--- Task A ---
Please count the lines in the listing that contain the string "gray", with case mattering, and give only that number.

One thing I love about sci-fi movies from the past is just how each decade envisioned the future. The ‘50s had a lot of flying saucers, and the ‘60s and ‘70s dialed it back a bit, featuring a lot less theremin and a bit more paranoia. It was also a very good time for Godzilla. But ‘80s sci-fi, like The Running Man, was a lot darker. There was almost an apocalyptic tone to some of the best sci-fi movies of the ‘80s, which is why I find the decade so fascinating.
Sure, there were some fun ‘80s sci-fi films, like Short Circuit, and there are even some fun ones on this list. But a lot of the best ‘80s sci-fi flicks were super grim. So, what are the best sci-fi movies from the 1980s? Hop in the DeLorean, because you’re about to find out.
13. The Last Starfighter (1984)

--- Task material ---
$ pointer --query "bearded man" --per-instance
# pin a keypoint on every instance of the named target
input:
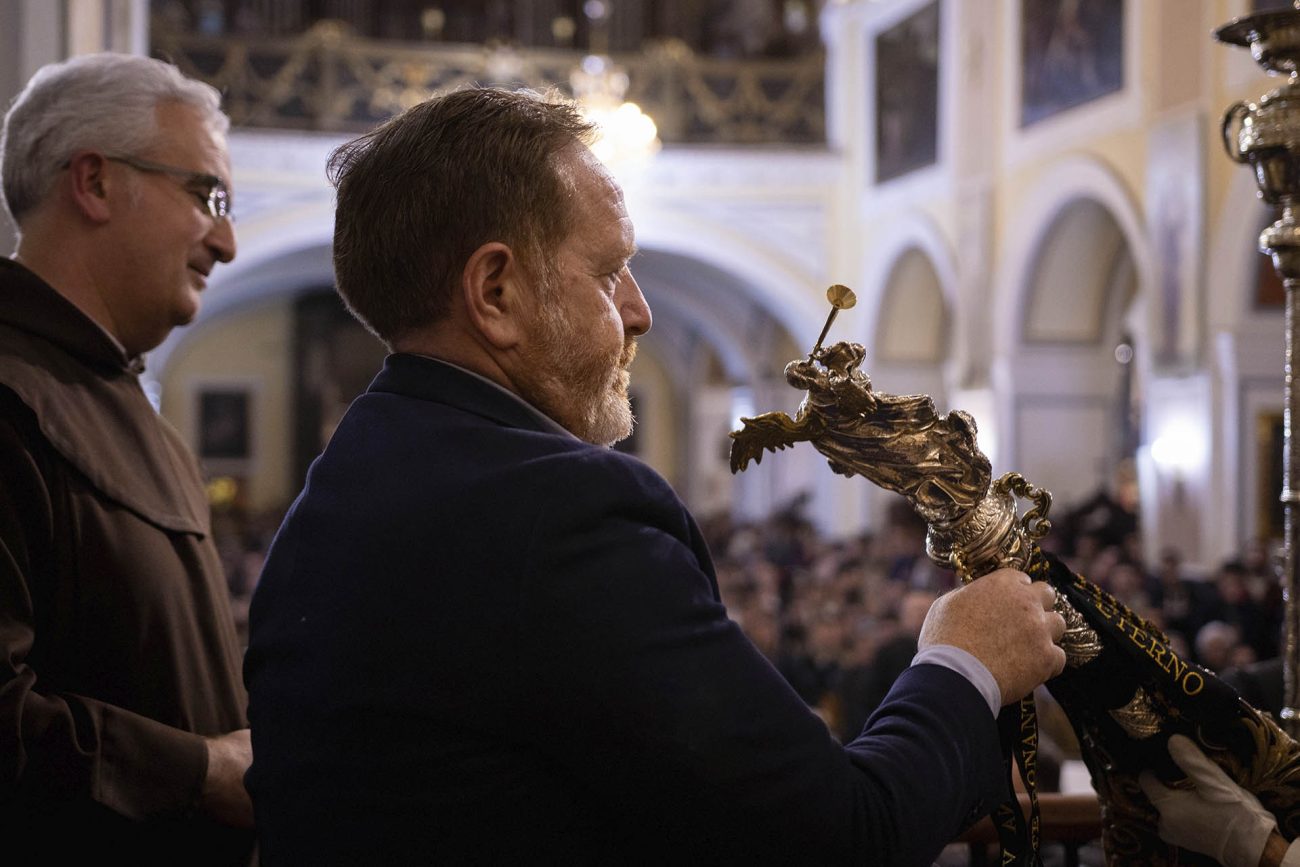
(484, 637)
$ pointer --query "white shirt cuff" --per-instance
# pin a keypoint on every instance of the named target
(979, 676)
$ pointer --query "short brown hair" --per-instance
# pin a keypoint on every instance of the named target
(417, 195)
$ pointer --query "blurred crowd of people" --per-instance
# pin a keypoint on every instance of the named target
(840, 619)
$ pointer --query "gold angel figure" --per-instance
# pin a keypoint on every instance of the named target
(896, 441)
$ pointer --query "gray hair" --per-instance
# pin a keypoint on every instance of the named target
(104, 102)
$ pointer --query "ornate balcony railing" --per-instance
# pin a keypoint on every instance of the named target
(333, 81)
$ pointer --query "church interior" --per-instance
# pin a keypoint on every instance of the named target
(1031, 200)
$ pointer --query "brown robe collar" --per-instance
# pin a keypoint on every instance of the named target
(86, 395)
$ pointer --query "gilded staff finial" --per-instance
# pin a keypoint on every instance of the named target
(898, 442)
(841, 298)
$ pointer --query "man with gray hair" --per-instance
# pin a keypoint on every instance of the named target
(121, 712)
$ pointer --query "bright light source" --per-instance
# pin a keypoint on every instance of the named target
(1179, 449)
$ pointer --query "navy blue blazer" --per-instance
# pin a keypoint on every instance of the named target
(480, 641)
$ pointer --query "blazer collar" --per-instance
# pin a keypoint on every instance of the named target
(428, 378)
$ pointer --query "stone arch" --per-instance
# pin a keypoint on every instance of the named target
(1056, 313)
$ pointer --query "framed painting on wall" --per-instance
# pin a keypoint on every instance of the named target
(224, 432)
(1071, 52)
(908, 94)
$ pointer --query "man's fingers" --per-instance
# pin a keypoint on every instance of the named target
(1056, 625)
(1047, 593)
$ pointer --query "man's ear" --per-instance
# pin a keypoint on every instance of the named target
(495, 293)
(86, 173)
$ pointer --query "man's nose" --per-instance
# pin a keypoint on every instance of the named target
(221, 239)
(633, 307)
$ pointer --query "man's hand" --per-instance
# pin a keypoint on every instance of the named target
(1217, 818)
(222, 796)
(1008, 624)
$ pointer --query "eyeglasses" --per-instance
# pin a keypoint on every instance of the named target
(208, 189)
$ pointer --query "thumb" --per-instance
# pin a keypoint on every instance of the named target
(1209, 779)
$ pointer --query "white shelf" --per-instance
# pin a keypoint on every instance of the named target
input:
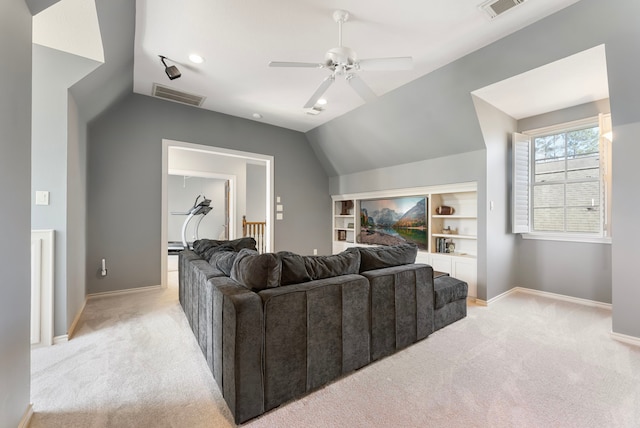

--- Task B ---
Reproduce word for word the part of the article on 1980s sci-fi movies that opens with "One thing I" and closes with "Last Starfighter (1984)".

--- Worked answer A ---
2

--- Worked answer B ---
One thing I love about sci-fi movies from the past is just how each decade envisioned the future. The ‘50s had a lot of flying saucers, and the ‘60s and ‘70s dialed it back a bit, featuring a lot less theremin and a bit more paranoia. It was also a very good time for Godzilla. But ‘80s sci-fi, like The Running Man, was a lot darker. There was almost an apocalyptic tone to some of the best sci-fi movies of the ‘80s, which is why I find the decade so fascinating.
Sure, there were some fun ‘80s sci-fi films, like Short Circuit, and there are even some fun ones on this list. But a lot of the best ‘80s sci-fi flicks were super grim. So, what are the best sci-fi movies from the 1980s? Hop in the DeLorean, because you’re about to find out.
13. The Last Starfighter (1984)